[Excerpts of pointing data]
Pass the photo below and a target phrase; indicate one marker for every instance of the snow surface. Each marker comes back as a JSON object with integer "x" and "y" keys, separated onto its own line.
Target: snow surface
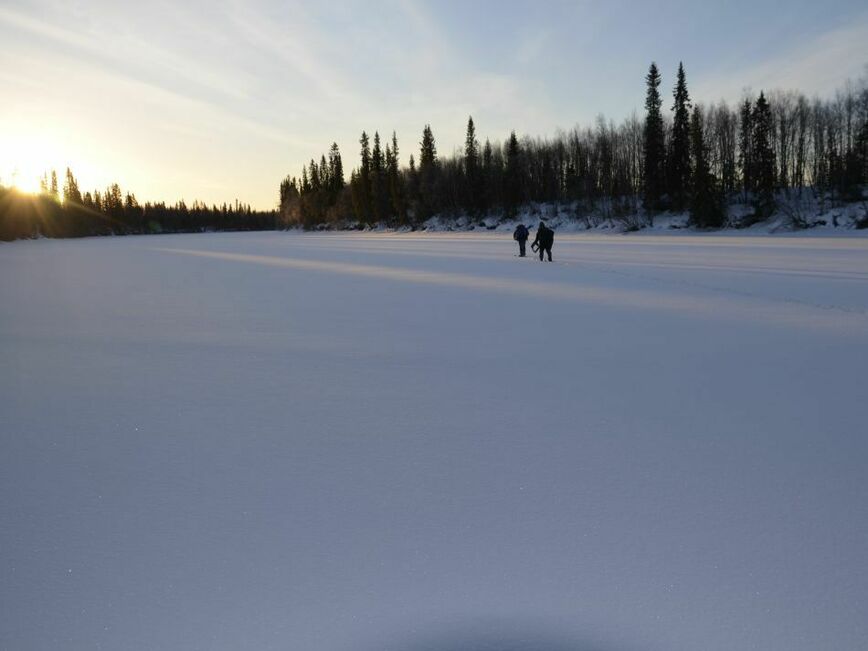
{"x": 373, "y": 441}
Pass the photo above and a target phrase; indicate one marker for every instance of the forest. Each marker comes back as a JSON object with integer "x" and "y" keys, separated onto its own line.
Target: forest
{"x": 57, "y": 211}
{"x": 692, "y": 158}
{"x": 770, "y": 152}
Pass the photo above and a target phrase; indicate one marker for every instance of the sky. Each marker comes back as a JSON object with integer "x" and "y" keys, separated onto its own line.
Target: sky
{"x": 220, "y": 100}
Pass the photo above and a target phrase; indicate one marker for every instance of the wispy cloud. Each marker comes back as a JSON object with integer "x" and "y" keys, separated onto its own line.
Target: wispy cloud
{"x": 817, "y": 67}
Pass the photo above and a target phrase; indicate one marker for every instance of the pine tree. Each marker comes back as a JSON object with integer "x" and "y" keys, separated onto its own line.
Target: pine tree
{"x": 53, "y": 190}
{"x": 745, "y": 148}
{"x": 429, "y": 172}
{"x": 364, "y": 179}
{"x": 706, "y": 207}
{"x": 71, "y": 193}
{"x": 487, "y": 176}
{"x": 513, "y": 191}
{"x": 336, "y": 171}
{"x": 396, "y": 187}
{"x": 379, "y": 190}
{"x": 763, "y": 159}
{"x": 471, "y": 170}
{"x": 653, "y": 143}
{"x": 679, "y": 155}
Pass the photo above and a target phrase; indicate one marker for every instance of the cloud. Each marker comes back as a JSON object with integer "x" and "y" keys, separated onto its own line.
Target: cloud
{"x": 818, "y": 67}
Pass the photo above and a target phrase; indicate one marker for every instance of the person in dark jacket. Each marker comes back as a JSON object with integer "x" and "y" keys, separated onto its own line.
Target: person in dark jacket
{"x": 520, "y": 235}
{"x": 545, "y": 238}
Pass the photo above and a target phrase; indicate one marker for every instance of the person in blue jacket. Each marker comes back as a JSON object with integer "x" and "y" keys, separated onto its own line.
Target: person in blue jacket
{"x": 520, "y": 235}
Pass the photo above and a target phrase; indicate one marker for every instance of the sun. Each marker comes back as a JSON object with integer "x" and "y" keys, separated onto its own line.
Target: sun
{"x": 24, "y": 161}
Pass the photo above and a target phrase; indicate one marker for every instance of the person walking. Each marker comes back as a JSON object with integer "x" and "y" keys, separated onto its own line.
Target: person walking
{"x": 520, "y": 235}
{"x": 545, "y": 238}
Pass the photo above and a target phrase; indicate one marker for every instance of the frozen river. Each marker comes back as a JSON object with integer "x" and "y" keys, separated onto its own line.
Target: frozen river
{"x": 281, "y": 442}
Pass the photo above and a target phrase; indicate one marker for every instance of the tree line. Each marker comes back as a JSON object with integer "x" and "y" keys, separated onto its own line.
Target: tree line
{"x": 67, "y": 212}
{"x": 691, "y": 158}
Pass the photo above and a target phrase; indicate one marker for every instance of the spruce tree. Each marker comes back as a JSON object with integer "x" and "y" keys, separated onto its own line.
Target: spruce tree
{"x": 428, "y": 174}
{"x": 53, "y": 190}
{"x": 396, "y": 188}
{"x": 513, "y": 187}
{"x": 653, "y": 143}
{"x": 379, "y": 189}
{"x": 336, "y": 171}
{"x": 364, "y": 179}
{"x": 706, "y": 207}
{"x": 487, "y": 176}
{"x": 679, "y": 155}
{"x": 745, "y": 147}
{"x": 763, "y": 159}
{"x": 471, "y": 170}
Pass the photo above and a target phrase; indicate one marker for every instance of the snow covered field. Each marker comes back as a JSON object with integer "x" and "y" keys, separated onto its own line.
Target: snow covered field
{"x": 334, "y": 442}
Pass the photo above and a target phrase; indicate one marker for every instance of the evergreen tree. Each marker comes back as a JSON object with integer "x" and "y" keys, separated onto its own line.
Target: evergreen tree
{"x": 429, "y": 169}
{"x": 472, "y": 174}
{"x": 336, "y": 171}
{"x": 706, "y": 207}
{"x": 745, "y": 148}
{"x": 653, "y": 143}
{"x": 487, "y": 176}
{"x": 71, "y": 193}
{"x": 396, "y": 186}
{"x": 364, "y": 179}
{"x": 513, "y": 192}
{"x": 679, "y": 155}
{"x": 763, "y": 158}
{"x": 379, "y": 189}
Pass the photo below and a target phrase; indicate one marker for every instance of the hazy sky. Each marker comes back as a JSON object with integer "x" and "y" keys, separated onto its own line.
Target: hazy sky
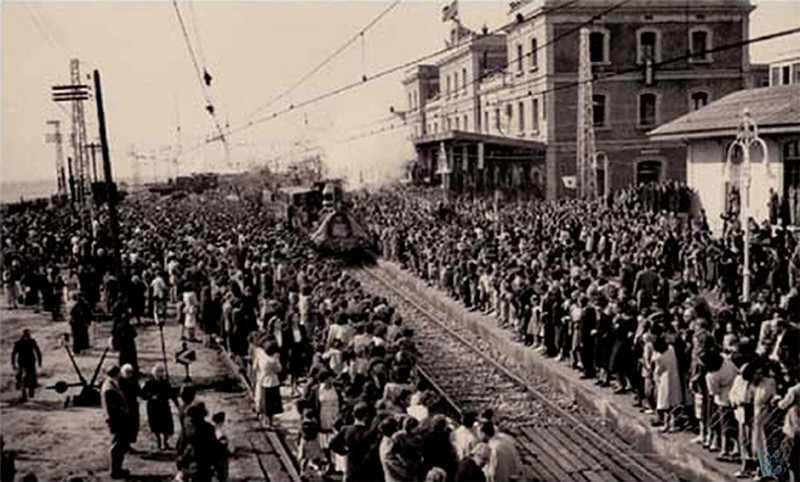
{"x": 253, "y": 50}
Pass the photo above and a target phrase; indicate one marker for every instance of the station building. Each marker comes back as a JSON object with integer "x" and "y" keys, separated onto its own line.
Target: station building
{"x": 499, "y": 109}
{"x": 774, "y": 180}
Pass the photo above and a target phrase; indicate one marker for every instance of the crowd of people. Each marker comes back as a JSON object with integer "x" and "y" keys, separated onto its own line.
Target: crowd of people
{"x": 233, "y": 275}
{"x": 636, "y": 293}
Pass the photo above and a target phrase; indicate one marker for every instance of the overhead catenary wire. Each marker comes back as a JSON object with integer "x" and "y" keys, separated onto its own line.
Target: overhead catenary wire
{"x": 365, "y": 78}
{"x": 388, "y": 71}
{"x": 203, "y": 86}
{"x": 627, "y": 71}
{"x": 326, "y": 60}
{"x": 197, "y": 34}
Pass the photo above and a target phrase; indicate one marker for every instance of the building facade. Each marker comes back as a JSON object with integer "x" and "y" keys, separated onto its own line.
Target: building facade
{"x": 652, "y": 61}
{"x": 785, "y": 71}
{"x": 715, "y": 171}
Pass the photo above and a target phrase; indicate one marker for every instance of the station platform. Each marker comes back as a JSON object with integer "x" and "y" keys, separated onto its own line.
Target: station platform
{"x": 688, "y": 460}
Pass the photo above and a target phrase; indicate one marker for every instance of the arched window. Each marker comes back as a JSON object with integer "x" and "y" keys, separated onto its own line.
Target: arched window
{"x": 698, "y": 100}
{"x": 599, "y": 42}
{"x": 648, "y": 45}
{"x": 600, "y": 110}
{"x": 791, "y": 174}
{"x": 648, "y": 171}
{"x": 648, "y": 109}
{"x": 700, "y": 42}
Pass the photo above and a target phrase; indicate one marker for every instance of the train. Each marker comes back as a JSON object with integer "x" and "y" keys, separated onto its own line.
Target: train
{"x": 320, "y": 212}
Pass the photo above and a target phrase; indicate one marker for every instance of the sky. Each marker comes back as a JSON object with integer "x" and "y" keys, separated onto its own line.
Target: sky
{"x": 254, "y": 51}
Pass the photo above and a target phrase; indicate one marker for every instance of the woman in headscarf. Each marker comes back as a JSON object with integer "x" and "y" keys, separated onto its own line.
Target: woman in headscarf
{"x": 129, "y": 385}
{"x": 158, "y": 392}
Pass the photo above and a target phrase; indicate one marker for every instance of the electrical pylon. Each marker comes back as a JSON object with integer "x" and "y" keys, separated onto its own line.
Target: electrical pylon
{"x": 586, "y": 154}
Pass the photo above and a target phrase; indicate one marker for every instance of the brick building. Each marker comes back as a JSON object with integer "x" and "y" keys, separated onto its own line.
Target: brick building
{"x": 519, "y": 98}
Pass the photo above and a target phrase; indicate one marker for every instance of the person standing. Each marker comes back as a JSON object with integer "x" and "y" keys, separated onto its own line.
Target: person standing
{"x": 117, "y": 413}
{"x": 129, "y": 384}
{"x": 80, "y": 317}
{"x": 504, "y": 463}
{"x": 199, "y": 450}
{"x": 190, "y": 306}
{"x": 268, "y": 367}
{"x": 137, "y": 294}
{"x": 123, "y": 336}
{"x": 470, "y": 469}
{"x": 158, "y": 392}
{"x": 24, "y": 357}
{"x": 159, "y": 291}
{"x": 357, "y": 441}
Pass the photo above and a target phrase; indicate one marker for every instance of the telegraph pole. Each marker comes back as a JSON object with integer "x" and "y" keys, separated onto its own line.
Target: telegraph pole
{"x": 586, "y": 156}
{"x": 55, "y": 138}
{"x": 76, "y": 93}
{"x": 111, "y": 193}
{"x": 91, "y": 148}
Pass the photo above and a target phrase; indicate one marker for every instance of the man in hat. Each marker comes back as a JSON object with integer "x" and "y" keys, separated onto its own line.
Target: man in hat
{"x": 24, "y": 357}
{"x": 80, "y": 317}
{"x": 117, "y": 413}
{"x": 357, "y": 441}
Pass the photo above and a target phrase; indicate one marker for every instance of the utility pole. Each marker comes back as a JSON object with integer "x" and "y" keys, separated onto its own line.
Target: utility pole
{"x": 111, "y": 194}
{"x": 55, "y": 138}
{"x": 177, "y": 154}
{"x": 746, "y": 138}
{"x": 91, "y": 148}
{"x": 71, "y": 184}
{"x": 586, "y": 155}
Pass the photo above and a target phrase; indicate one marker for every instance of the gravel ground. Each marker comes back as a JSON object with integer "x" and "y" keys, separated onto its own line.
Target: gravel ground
{"x": 57, "y": 443}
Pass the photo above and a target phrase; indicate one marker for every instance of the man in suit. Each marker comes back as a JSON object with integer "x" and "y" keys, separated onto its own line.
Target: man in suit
{"x": 117, "y": 413}
{"x": 470, "y": 469}
{"x": 359, "y": 442}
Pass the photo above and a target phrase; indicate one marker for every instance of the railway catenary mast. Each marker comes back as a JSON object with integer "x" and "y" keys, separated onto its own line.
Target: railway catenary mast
{"x": 585, "y": 150}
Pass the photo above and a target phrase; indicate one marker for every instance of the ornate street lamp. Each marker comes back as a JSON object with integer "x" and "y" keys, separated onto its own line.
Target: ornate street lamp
{"x": 746, "y": 138}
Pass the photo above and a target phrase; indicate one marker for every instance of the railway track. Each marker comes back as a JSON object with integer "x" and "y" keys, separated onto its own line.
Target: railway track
{"x": 272, "y": 453}
{"x": 556, "y": 439}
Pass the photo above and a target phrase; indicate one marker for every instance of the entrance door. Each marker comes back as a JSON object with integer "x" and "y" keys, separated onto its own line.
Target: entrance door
{"x": 791, "y": 179}
{"x": 648, "y": 171}
{"x": 791, "y": 166}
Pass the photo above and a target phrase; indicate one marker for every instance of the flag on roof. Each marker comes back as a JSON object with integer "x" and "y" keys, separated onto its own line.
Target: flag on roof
{"x": 450, "y": 11}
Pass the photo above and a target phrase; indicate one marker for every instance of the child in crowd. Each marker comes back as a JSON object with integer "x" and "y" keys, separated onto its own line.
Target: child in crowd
{"x": 225, "y": 450}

WHAT YOU HAVE TO DO. Repeat only the lines running from the line that contains "man in suit." through the last line above, inclusive.

RESULT.
Pass the photo above and a target phrase; indicate one marker for every instance of the man in suit. Each marker comes back as a JSON object with integer "x" and "y" keys, separated onto its own line.
Target: man in suit
{"x": 117, "y": 413}
{"x": 470, "y": 469}
{"x": 359, "y": 442}
Pass the photo above and a target phrase; indicate one marker for every instance of the railway catenary mast. Each marker comes back as a JSON object with integer "x" and "y" keys, separated onto its own line.
Target: railway catenary mast
{"x": 585, "y": 150}
Pass the photo above and a target phrase; indicate one marker for every instance of the ornate street lamp. Each marker comes back as a JSON object with integer "x" and "y" keys, separated onto its own line.
Target: ornate street lamp
{"x": 746, "y": 138}
Pass the photo above and a target phrase; indicate one marker for every instance of the railway track. Each marker comes back as a JSON object with integer "x" and "y" keys, separated onto its own line.
Target: railway track
{"x": 272, "y": 453}
{"x": 556, "y": 439}
Pass the photo above and a target phrase; indicate one marker for every instance of the entrance door. Each marker comes back as a JSON object with integer "x" and "y" keys, separated onto its own line.
Target: entrance door
{"x": 791, "y": 179}
{"x": 648, "y": 171}
{"x": 791, "y": 166}
Pass the photo above and a target phrase; indicate one marker for every instance of the flag on roof. Each marker comes back as a JSON object with integer "x" and "y" keys, separated onto its own line.
Target: flag on roof
{"x": 450, "y": 11}
Pass the photo above and a target phrase; indicate one marker for every instance of the child in crowd. Each marker comes back as a JSON object with integer "x" and "y" keys, separated onto its own line.
Target: child in crowd
{"x": 225, "y": 450}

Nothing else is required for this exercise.